About this task » Word for word, set down every record that appears below.

Spatial localization data
• • • •
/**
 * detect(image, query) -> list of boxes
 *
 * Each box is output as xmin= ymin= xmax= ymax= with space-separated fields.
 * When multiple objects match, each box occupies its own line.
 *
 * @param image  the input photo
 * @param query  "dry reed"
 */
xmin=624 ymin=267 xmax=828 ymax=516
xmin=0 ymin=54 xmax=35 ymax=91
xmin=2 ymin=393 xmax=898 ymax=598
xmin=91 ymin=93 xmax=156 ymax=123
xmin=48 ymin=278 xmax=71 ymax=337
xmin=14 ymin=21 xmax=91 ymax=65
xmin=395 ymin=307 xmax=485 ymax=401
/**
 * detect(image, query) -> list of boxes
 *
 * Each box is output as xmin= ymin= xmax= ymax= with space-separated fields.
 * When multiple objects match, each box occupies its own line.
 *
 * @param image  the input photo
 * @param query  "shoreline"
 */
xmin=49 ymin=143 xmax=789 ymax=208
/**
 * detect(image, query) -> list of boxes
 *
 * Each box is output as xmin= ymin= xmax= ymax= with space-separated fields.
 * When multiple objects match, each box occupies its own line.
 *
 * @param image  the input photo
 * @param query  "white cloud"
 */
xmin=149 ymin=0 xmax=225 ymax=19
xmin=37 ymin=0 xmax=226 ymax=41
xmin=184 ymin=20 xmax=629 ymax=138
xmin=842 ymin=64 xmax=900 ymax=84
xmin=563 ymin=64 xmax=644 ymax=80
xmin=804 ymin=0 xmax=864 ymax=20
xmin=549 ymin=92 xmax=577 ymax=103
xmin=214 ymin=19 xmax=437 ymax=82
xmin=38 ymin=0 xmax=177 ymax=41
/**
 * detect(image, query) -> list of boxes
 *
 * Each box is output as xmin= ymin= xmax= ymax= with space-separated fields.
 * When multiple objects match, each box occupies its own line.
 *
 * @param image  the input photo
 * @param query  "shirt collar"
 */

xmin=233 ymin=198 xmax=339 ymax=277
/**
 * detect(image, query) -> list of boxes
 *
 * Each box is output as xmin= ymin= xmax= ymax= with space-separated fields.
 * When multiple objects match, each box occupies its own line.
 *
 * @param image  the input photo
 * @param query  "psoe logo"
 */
• • • •
Response »
/**
 * detect(image, query) -> list of boxes
 *
 * Each box is output as xmin= ymin= xmax= ymax= with space-separated fields.
 * When multiple objects match, each box occupies its own line.
 *
 * @param image  the input photo
 * @param query  "dry reed"
 */
xmin=624 ymin=267 xmax=828 ymax=516
xmin=0 ymin=54 xmax=35 ymax=91
xmin=2 ymin=393 xmax=898 ymax=598
xmin=91 ymin=93 xmax=156 ymax=123
xmin=48 ymin=278 xmax=71 ymax=337
xmin=14 ymin=21 xmax=91 ymax=65
xmin=395 ymin=307 xmax=485 ymax=401
/**
 * detect(image, query) -> list of boxes
 *
 * Each box is output as xmin= ymin= xmax= ymax= with space-separated fields.
 * When multiple objects match, each box occupies its own line.
 *
 * @param image  the input photo
 * @param query  "shoreline"
 */
xmin=49 ymin=143 xmax=789 ymax=208
/**
 * detect(image, query) -> list of boxes
 *
 * Each box is output as xmin= ymin= xmax= ymax= with space-separated fields.
 * When multiple objects match, each box occupies its own line.
 *
 * @param image  the input photo
 * @param query  "white cloud"
 */
xmin=149 ymin=0 xmax=225 ymax=19
xmin=37 ymin=0 xmax=226 ymax=41
xmin=184 ymin=20 xmax=629 ymax=138
xmin=842 ymin=64 xmax=900 ymax=84
xmin=563 ymin=64 xmax=644 ymax=80
xmin=804 ymin=0 xmax=864 ymax=20
xmin=549 ymin=92 xmax=577 ymax=103
xmin=214 ymin=19 xmax=437 ymax=82
xmin=38 ymin=0 xmax=177 ymax=41
/**
 * detect(image, query) -> list of boxes
 *
 * Each box is output as xmin= ymin= xmax= ymax= with space-separated fields.
 * When multiple objects match, each box occupies its own line.
 *
 * @param image  the input photo
 * @param query  "shirt collar"
 */

xmin=233 ymin=198 xmax=339 ymax=277
/**
 * detect(image, query) -> list of boxes
 *
 * Each box is output as xmin= ymin= xmax= ymax= with space-separated fields.
 * When multiple objects match, each box occupies its own line.
 *
 * @param image  the input photo
 * @param query  "psoe logo"
 */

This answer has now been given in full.